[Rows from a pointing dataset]
++++++++

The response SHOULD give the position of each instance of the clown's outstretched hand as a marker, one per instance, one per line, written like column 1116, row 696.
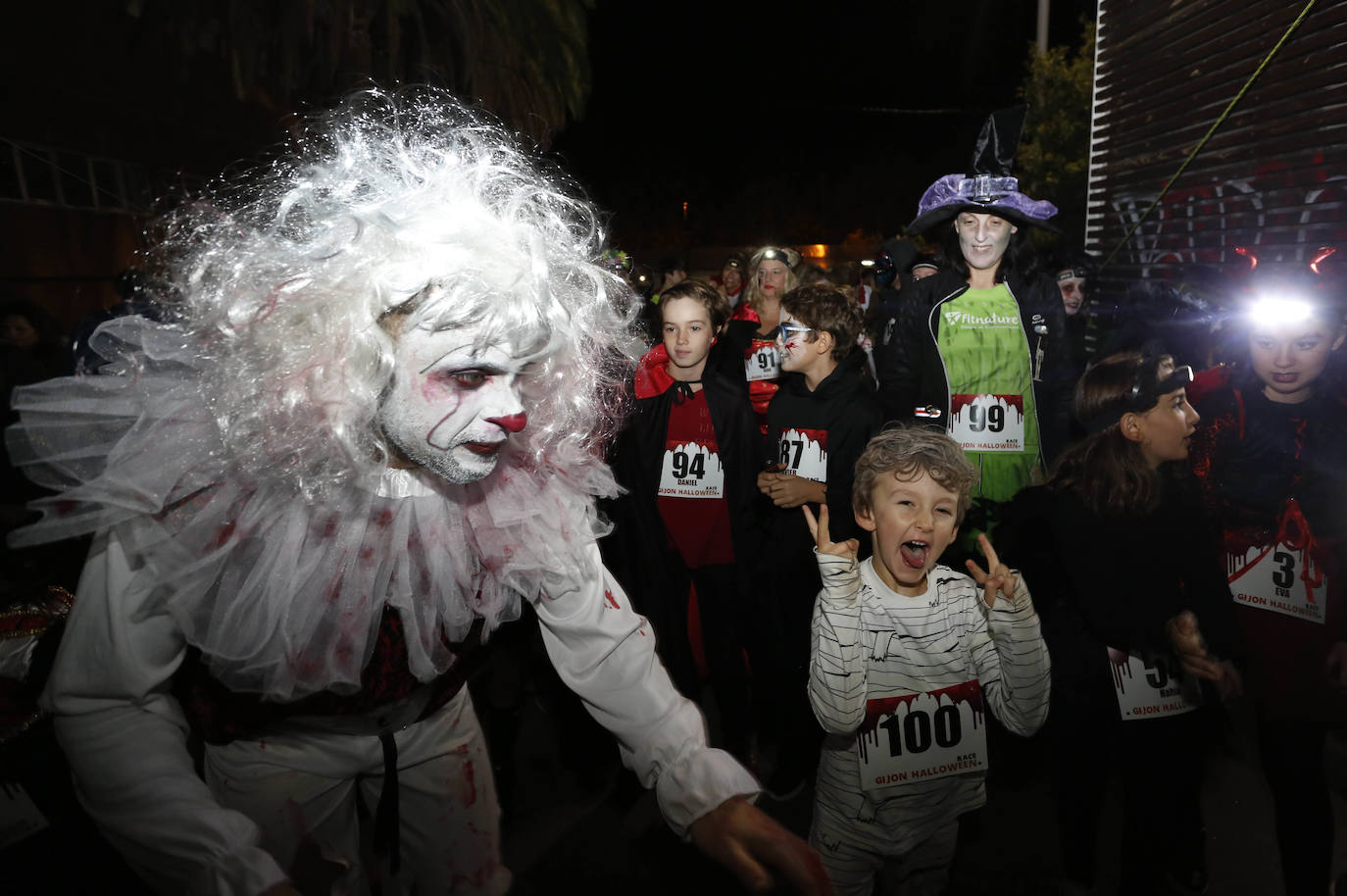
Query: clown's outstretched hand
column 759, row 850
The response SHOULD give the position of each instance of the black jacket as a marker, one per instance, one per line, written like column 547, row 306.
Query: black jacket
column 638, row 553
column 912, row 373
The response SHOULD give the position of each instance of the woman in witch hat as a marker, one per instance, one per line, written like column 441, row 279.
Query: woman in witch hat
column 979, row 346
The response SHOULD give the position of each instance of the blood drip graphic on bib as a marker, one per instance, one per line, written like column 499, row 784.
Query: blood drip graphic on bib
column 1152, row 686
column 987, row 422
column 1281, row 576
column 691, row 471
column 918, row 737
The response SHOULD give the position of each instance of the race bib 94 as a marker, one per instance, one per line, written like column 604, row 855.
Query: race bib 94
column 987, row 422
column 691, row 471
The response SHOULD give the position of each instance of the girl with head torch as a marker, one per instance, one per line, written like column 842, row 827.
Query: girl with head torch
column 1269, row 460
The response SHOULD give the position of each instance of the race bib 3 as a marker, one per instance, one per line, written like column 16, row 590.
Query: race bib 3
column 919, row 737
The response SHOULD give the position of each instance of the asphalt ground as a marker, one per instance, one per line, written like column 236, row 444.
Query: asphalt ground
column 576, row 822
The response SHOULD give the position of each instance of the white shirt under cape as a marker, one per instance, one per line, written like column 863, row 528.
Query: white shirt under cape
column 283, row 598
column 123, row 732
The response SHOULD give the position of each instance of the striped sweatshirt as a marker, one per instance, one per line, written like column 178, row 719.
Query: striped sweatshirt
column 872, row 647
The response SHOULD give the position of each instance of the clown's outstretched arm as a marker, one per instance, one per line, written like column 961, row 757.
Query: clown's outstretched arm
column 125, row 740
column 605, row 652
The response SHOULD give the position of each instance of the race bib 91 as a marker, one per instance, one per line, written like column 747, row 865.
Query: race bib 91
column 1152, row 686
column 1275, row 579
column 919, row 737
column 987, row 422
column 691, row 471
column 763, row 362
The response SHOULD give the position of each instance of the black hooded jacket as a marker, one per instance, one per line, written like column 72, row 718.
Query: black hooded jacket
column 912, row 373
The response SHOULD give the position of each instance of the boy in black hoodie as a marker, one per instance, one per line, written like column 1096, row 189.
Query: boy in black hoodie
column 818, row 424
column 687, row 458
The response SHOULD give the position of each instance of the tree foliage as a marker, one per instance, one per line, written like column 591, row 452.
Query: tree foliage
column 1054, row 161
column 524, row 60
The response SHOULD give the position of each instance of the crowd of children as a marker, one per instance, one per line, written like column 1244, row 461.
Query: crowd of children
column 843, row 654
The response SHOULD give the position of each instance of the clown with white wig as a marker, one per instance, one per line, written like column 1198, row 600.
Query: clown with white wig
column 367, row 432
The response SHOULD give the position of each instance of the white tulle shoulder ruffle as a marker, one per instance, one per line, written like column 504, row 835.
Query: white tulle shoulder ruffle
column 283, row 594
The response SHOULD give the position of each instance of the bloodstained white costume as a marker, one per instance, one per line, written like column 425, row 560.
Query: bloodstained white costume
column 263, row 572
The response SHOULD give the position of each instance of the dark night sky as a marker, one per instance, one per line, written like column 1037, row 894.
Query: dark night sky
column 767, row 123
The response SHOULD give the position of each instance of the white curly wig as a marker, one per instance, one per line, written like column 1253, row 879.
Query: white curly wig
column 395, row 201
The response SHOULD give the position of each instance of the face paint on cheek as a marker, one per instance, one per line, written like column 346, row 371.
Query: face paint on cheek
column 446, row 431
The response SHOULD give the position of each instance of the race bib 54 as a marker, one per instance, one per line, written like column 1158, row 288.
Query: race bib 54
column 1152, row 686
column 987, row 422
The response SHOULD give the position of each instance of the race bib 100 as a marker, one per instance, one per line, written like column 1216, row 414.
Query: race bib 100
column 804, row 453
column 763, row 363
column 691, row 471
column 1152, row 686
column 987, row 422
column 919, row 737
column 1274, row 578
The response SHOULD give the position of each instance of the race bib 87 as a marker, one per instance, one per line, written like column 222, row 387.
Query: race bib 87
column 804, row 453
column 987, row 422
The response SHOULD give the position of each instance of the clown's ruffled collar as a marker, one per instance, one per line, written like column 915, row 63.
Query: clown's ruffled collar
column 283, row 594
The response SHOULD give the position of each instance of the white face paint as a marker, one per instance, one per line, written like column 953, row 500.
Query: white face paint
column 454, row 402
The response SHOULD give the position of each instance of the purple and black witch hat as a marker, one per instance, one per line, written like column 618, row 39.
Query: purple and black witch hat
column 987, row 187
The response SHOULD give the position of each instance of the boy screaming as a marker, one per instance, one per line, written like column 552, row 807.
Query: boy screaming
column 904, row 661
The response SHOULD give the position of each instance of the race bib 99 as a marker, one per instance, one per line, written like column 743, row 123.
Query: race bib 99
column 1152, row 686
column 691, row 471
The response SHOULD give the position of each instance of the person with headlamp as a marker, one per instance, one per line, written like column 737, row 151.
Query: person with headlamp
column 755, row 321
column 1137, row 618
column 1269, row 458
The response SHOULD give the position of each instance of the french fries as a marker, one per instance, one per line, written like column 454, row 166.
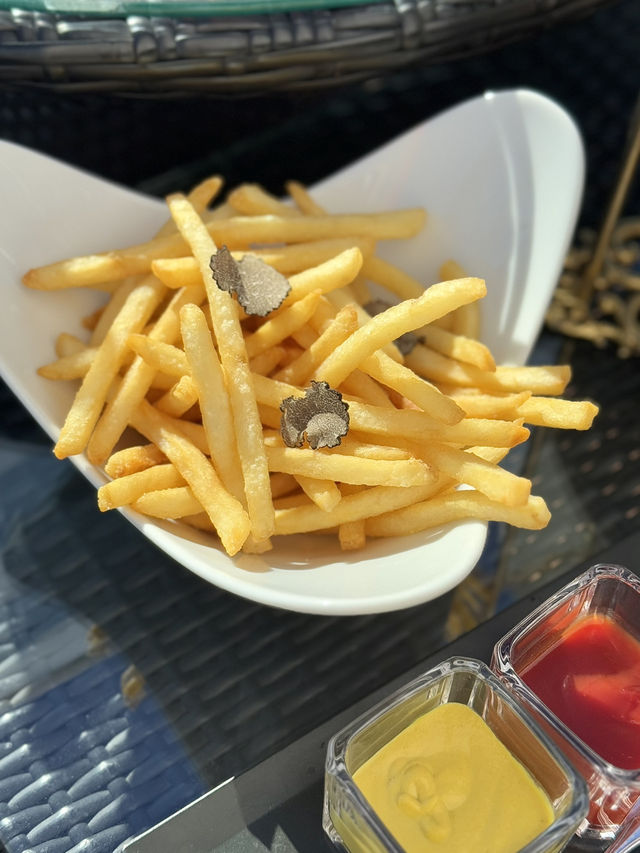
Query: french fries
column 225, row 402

++++++++

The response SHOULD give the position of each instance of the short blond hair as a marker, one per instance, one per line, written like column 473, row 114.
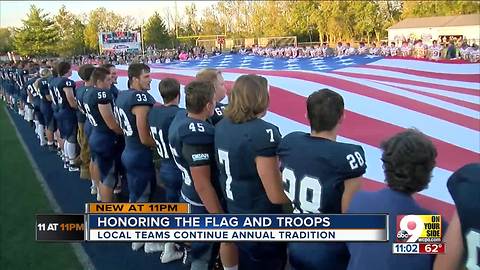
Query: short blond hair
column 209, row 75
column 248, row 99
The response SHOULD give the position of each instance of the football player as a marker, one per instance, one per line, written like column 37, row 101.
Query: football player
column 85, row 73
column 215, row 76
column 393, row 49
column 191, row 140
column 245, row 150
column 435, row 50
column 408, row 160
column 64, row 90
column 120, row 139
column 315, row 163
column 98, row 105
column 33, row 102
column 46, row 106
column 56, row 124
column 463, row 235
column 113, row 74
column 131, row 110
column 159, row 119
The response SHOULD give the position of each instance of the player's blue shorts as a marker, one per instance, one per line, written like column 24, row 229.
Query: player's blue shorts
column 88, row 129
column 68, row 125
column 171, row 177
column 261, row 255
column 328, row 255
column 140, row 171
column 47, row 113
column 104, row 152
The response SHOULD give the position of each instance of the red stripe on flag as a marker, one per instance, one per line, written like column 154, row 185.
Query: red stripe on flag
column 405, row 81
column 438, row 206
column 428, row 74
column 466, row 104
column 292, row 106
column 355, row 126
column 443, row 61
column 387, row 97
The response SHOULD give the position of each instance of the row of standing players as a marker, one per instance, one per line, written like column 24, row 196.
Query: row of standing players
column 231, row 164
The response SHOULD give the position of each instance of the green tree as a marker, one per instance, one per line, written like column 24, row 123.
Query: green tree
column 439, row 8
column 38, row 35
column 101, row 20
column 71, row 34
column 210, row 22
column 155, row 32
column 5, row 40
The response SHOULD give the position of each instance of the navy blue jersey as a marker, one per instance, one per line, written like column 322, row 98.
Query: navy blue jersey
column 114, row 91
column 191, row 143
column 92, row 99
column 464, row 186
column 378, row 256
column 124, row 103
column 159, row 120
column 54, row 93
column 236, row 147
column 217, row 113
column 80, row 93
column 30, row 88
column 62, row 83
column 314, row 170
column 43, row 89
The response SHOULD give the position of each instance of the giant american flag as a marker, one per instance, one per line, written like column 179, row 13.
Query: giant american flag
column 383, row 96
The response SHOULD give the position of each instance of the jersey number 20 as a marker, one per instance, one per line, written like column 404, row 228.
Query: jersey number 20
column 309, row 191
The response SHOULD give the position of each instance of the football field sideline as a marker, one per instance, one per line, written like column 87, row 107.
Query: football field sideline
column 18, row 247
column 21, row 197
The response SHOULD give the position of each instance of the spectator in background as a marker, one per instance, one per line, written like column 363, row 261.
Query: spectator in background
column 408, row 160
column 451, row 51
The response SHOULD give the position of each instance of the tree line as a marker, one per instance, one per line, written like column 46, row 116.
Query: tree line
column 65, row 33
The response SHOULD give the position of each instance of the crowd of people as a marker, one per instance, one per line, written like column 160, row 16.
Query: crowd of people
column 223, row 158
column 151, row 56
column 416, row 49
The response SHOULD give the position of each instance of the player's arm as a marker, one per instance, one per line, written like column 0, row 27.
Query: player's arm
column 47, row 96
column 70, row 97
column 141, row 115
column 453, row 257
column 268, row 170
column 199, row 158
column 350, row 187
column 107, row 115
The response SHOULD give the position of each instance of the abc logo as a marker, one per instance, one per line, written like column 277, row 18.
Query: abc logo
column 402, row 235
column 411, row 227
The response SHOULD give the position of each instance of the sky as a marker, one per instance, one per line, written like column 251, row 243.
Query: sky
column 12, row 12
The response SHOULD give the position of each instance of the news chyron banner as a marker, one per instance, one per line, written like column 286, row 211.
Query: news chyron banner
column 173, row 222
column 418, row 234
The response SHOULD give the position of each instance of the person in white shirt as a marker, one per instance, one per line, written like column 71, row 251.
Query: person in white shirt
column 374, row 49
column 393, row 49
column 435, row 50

++++++++

== Given request ==
Reproduce the material word for word, beginning at the line that contains "1116, row 696." and continuing through the line that contains "column 872, row 647", with both of those lines included. Leave out any pictures.

== Output for this exercise ==
The response SHOULD give the position of each instance of the clown's outstretched hand as a marker, one per instance, one per line, written like column 1116, row 696.
Query: clown's outstretched hand
column 759, row 850
The response SHOULD give the position of each instance of the black jacket as a marker, one per instance, one per line, written like column 547, row 306.
Query: black jacket
column 638, row 553
column 912, row 373
The response SHOULD give the position of each instance of the woman in witch hat as a marker, one per instance, one per line, written like column 441, row 279.
Query: woman in witch hat
column 979, row 346
The response SHOULD give the position of each instance of the blood drip graphic on bib as a marker, one per instance, one per line, written like column 499, row 784.
Query: blood drip graphic on bib
column 1152, row 686
column 987, row 422
column 1281, row 576
column 691, row 471
column 918, row 737
The response SHOULD give the position of each instance of the race bib 94 as a marker, one per instance, one per line, written like column 604, row 855.
Query: race bib 94
column 987, row 422
column 691, row 471
The response SHOULD give the position of each instance of the girl with head torch as a marker, one per instance, one per line, written like column 842, row 827.
Query: girl with head torch
column 1269, row 460
The response SHOULD give the position of each instance of the race bib 3 as a marker, one per instance, one per line, written like column 16, row 590.
Query: race bib 3
column 919, row 737
The response SHOULD give the position of each instance of the asphalt ground as a marker, one per instance, one per line, written like column 236, row 444.
Query: asphalt ground
column 576, row 822
The response SHOULD give the position of each instance of the white shirt under cape as a marker, one per instance, one per line, written like column 863, row 528.
Query: white shirt under cape
column 283, row 598
column 123, row 732
The response SHOULD give the position of each instance of the striped sweatshirt as a marker, one per instance, one per line, written like column 178, row 719.
Query: striped sweatshirt
column 872, row 647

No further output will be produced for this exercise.